[Entries on locating named things]
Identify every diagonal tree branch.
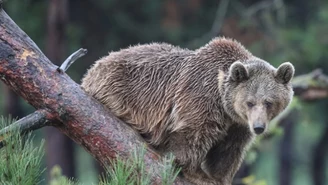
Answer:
[0,7,189,184]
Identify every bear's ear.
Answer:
[229,61,248,82]
[275,62,295,84]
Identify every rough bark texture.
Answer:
[0,10,189,184]
[44,0,75,179]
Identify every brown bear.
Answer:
[82,38,294,185]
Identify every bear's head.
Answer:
[223,59,295,134]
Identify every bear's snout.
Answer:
[253,123,265,134]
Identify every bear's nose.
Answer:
[253,124,265,134]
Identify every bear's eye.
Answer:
[264,101,272,109]
[246,101,255,108]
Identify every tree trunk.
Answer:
[3,86,24,119]
[0,7,190,184]
[44,0,75,177]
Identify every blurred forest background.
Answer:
[0,0,328,185]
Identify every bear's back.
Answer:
[81,43,193,144]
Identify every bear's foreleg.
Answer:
[202,124,253,185]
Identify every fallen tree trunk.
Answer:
[0,9,189,184]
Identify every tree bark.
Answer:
[44,0,75,178]
[0,10,189,184]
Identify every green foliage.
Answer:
[49,165,79,185]
[0,117,44,185]
[100,147,180,185]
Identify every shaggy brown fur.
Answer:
[82,38,294,185]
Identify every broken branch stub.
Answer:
[0,10,189,184]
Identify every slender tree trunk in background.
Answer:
[278,115,294,185]
[312,126,328,185]
[45,0,75,177]
[3,86,24,119]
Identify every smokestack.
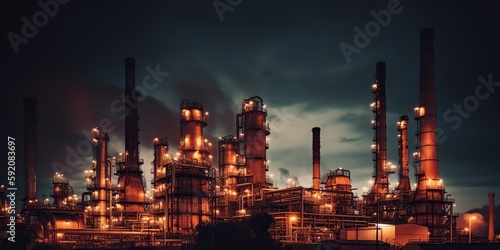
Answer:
[92,128,109,227]
[153,138,168,182]
[125,57,139,171]
[415,28,442,191]
[116,57,145,215]
[488,193,495,241]
[312,127,321,190]
[23,98,38,204]
[370,62,389,194]
[396,115,411,193]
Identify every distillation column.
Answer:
[151,138,168,220]
[370,62,389,195]
[117,57,145,219]
[396,115,411,194]
[167,100,215,233]
[217,135,242,218]
[312,127,321,190]
[153,138,169,188]
[23,98,37,206]
[488,193,495,242]
[415,28,444,237]
[92,128,111,228]
[179,100,212,166]
[237,96,271,185]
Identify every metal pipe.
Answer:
[241,96,270,185]
[92,128,111,226]
[372,62,389,194]
[125,57,139,171]
[23,98,38,205]
[117,57,145,216]
[488,193,495,241]
[415,28,441,189]
[396,115,411,193]
[312,127,321,190]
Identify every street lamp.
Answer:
[469,216,476,244]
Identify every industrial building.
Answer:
[0,28,493,248]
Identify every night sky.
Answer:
[0,0,500,234]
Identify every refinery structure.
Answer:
[0,28,493,248]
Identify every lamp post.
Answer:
[469,216,476,244]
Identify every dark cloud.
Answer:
[340,137,361,143]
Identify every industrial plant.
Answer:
[0,28,494,249]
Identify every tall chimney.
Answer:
[312,127,321,190]
[415,28,442,193]
[125,57,139,171]
[92,128,109,228]
[488,193,495,241]
[396,115,411,193]
[414,28,444,237]
[117,57,145,215]
[23,98,38,205]
[370,62,389,194]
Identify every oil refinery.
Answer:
[0,28,494,249]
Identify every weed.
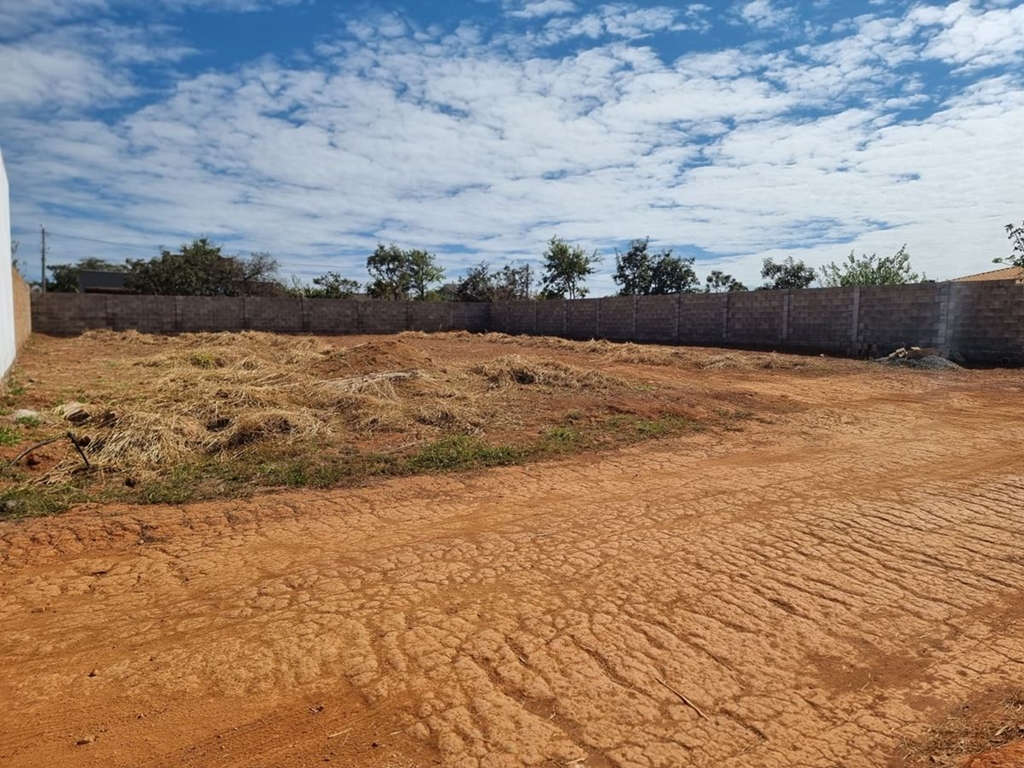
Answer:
[541,427,584,453]
[188,352,224,369]
[402,435,526,472]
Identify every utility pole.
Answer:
[39,224,46,293]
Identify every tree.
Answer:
[493,264,534,301]
[125,238,287,296]
[611,238,697,296]
[650,251,699,296]
[454,261,532,301]
[406,250,444,301]
[367,243,444,301]
[46,256,128,293]
[821,244,925,288]
[541,236,601,299]
[761,256,817,291]
[367,243,410,301]
[302,272,359,299]
[992,221,1024,269]
[705,269,749,293]
[611,238,654,296]
[455,261,495,301]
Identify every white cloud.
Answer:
[0,5,1024,292]
[910,0,1024,69]
[739,0,795,29]
[509,0,577,18]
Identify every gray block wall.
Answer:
[597,296,637,341]
[634,295,682,344]
[725,291,786,346]
[677,293,729,345]
[32,281,1024,365]
[565,299,601,340]
[535,299,566,336]
[786,288,855,353]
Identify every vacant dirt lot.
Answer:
[0,337,1024,768]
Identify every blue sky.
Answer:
[0,0,1024,295]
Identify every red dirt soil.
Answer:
[0,337,1024,768]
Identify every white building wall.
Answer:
[0,152,17,378]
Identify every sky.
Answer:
[0,0,1024,295]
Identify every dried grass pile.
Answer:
[472,354,625,389]
[453,331,820,371]
[46,332,624,481]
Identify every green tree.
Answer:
[406,250,444,301]
[367,243,444,301]
[453,261,532,301]
[705,269,749,293]
[611,238,697,296]
[367,243,411,301]
[821,244,925,288]
[46,256,128,293]
[302,272,359,299]
[992,221,1024,269]
[541,236,601,299]
[455,261,495,301]
[611,238,654,296]
[125,238,288,296]
[494,264,534,301]
[761,256,817,291]
[650,251,700,296]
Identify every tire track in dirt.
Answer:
[0,376,1024,768]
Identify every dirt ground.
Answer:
[0,338,1024,768]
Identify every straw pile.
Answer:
[436,331,822,371]
[45,332,628,481]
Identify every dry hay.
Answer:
[440,331,822,371]
[43,331,626,482]
[472,354,625,389]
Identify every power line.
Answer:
[46,229,156,251]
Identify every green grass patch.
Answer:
[400,435,530,473]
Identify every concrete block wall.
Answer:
[724,291,787,346]
[856,283,944,354]
[0,155,17,381]
[10,269,32,350]
[947,281,1024,365]
[786,288,856,354]
[634,295,682,344]
[303,299,361,335]
[449,302,490,333]
[407,301,452,333]
[676,293,729,345]
[25,281,1024,364]
[501,301,537,336]
[596,296,637,341]
[535,299,566,336]
[565,299,601,340]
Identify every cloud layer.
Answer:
[0,0,1024,293]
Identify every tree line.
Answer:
[47,222,1024,301]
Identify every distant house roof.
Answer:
[953,266,1024,283]
[78,269,129,293]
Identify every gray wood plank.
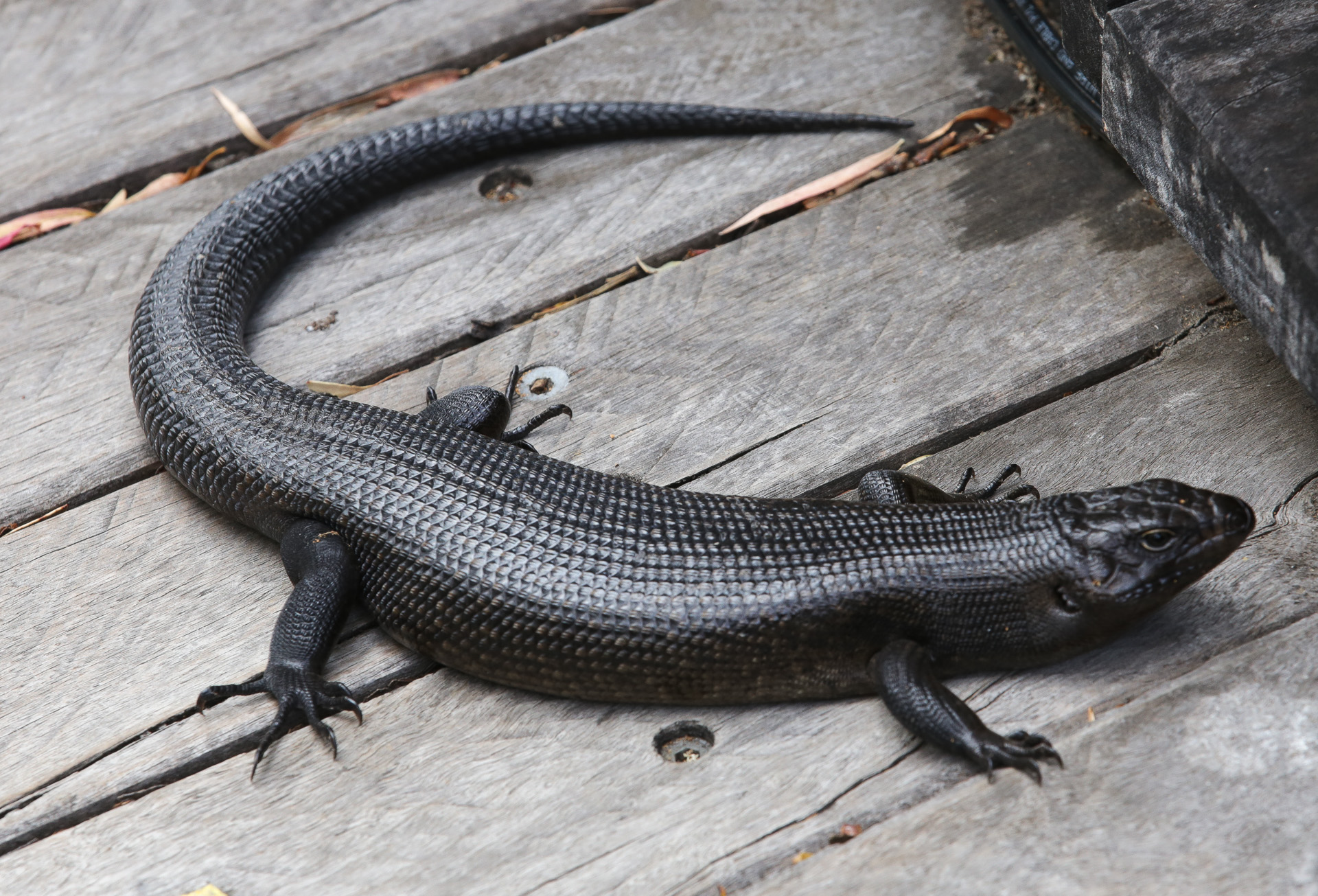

■ WHAT IS NEEDED:
Please return each line of the records above verbatim, leaving out the pictures.

■ RESULT BELOW:
Identify every diagonal tree branch.
Answer:
[0,7,189,184]
Identify every bear's ear.
Answer:
[229,61,248,82]
[275,62,295,84]
Identify every rough bark texture.
Answer:
[0,10,189,184]
[44,0,75,179]
Identify every brown bear.
Answer:
[82,38,294,185]
Identify every bear's head.
Answer:
[223,59,295,134]
Identify every bear's snout.
Answer:
[253,123,265,134]
Identify every bear's nose.
Answer:
[253,124,265,134]
Identify every bear's eye.
Answer:
[264,101,272,109]
[246,101,255,108]
Identify every tree trunk.
Answer:
[3,86,24,119]
[0,7,190,184]
[44,0,75,177]
Identify every blurred forest background.
Answer:
[0,0,328,185]
Identify every bear's back.
Answer:
[81,43,193,144]
Identify every bear's foreleg.
Answer:
[202,124,253,185]
Identify every fallen tree trunk.
Answer:
[0,9,189,184]
Identify every tree bark.
Answer:
[44,0,75,178]
[0,10,189,184]
Identify every green foliage.
Answer:
[49,165,79,185]
[0,117,44,185]
[100,147,180,185]
Identify every shaggy brown fur.
Answer:
[82,38,294,185]
Identify every broken branch stub.
Answer:
[0,10,189,184]
Identify every slender tree trunk in background.
Answer:
[278,115,294,185]
[312,126,328,185]
[45,0,75,177]
[3,86,24,119]
Identify every smokestack.
Answer:
[92,128,109,227]
[153,138,168,182]
[125,57,139,171]
[415,28,442,191]
[116,57,145,215]
[488,193,495,241]
[312,127,321,190]
[23,98,38,204]
[370,62,389,194]
[396,115,411,193]
Identify every distillation column.
Answer:
[151,138,168,220]
[370,62,389,195]
[117,57,145,219]
[396,115,411,194]
[167,100,215,233]
[217,135,242,218]
[312,127,321,190]
[153,138,169,188]
[23,98,37,206]
[488,193,495,242]
[415,28,444,237]
[92,128,111,228]
[179,100,212,166]
[237,96,271,185]
Identify every metal pipe.
Answer:
[241,96,270,185]
[92,128,111,226]
[372,62,389,194]
[125,57,139,171]
[23,98,38,205]
[117,57,145,216]
[488,193,495,241]
[415,28,441,189]
[396,115,411,193]
[312,127,321,190]
Identify every street lamp.
Answer:
[469,216,476,244]
Identify every industrial building.
Answer:
[0,28,493,248]
Identify every night sky.
Answer:
[0,0,500,234]
Identify every refinery structure.
Answer:
[0,28,493,248]
Identify every lamp post.
Answer:
[469,216,476,244]
Identify every dark cloud.
Answer:
[340,137,361,143]
Identify every industrial plant.
Answer:
[0,28,494,249]
Identify every tall chimney.
Answer:
[312,127,321,190]
[415,28,442,193]
[125,57,139,171]
[92,128,109,228]
[488,193,495,241]
[396,115,411,193]
[414,28,444,237]
[117,57,145,215]
[23,98,38,205]
[370,62,389,194]
Identify every oil refinery.
Answer:
[0,28,494,249]
Identify every weed.
Answer:
[541,427,584,453]
[188,352,224,369]
[402,435,526,472]
Identify every utility pole.
Answer:
[39,224,46,293]
Identify every tree.
Answer:
[493,264,534,301]
[125,238,287,296]
[611,238,697,296]
[650,251,699,296]
[454,261,532,301]
[406,250,444,301]
[367,243,444,301]
[46,256,128,293]
[821,244,925,288]
[541,236,601,299]
[761,256,817,291]
[367,243,410,301]
[302,272,359,299]
[992,221,1024,269]
[705,269,749,293]
[611,238,654,296]
[455,261,495,301]
Identify every white cloud.
Answer:
[0,5,1024,292]
[910,0,1024,69]
[739,0,795,29]
[509,0,577,18]
Identify every gray block wall.
Answer:
[597,296,637,341]
[634,295,682,344]
[725,291,786,346]
[677,293,729,345]
[32,281,1024,365]
[565,299,601,340]
[535,299,566,336]
[786,288,855,353]
Identify every vacant dirt lot.
Answer:
[0,337,1024,768]
Identify every blue sky.
Answer:
[0,0,1024,295]
Identify every red dirt soil.
Answer:
[0,337,1024,768]
Identify every white building wall.
Answer:
[0,152,17,378]
Identify every sky.
Answer:
[0,0,1024,295]
Identify every dried grass pile.
Answer:
[472,354,625,389]
[453,331,820,371]
[46,332,624,481]
Identify every green tree.
Answer:
[406,250,444,301]
[367,243,444,301]
[453,261,532,301]
[705,269,749,293]
[611,238,697,296]
[367,243,411,301]
[821,244,925,288]
[46,256,128,293]
[302,272,359,299]
[992,221,1024,269]
[541,236,601,299]
[455,261,495,301]
[611,238,654,296]
[125,238,288,296]
[494,264,534,301]
[761,256,817,291]
[650,251,700,296]
Identify every tire track in dirt.
Answer:
[0,376,1024,768]
Identify every dirt ground.
Answer:
[0,338,1024,768]
Identify every straw pile.
Answer:
[436,331,822,371]
[45,332,628,481]
Identify every dry hay.
Answer:
[440,331,822,371]
[43,331,626,482]
[472,354,625,389]
Identify every power line.
Answer:
[46,229,156,251]
Identify every green grass patch.
Answer:
[400,435,530,473]
Identify every concrete block wall.
Answer:
[724,291,787,346]
[856,283,944,354]
[0,155,17,381]
[10,269,32,350]
[947,281,1024,365]
[786,288,856,354]
[634,295,682,344]
[303,299,361,335]
[449,302,490,333]
[407,301,452,333]
[676,293,729,345]
[25,281,1024,364]
[501,301,537,336]
[596,296,637,341]
[535,299,566,336]
[565,299,601,340]
Identify every cloud layer.
Answer:
[0,0,1024,293]
Identify every tree line.
Answer:
[47,222,1024,301]
Identify every distant house roof.
Answer:
[953,266,1024,283]
[78,269,129,293]
Identify every gray wood plank.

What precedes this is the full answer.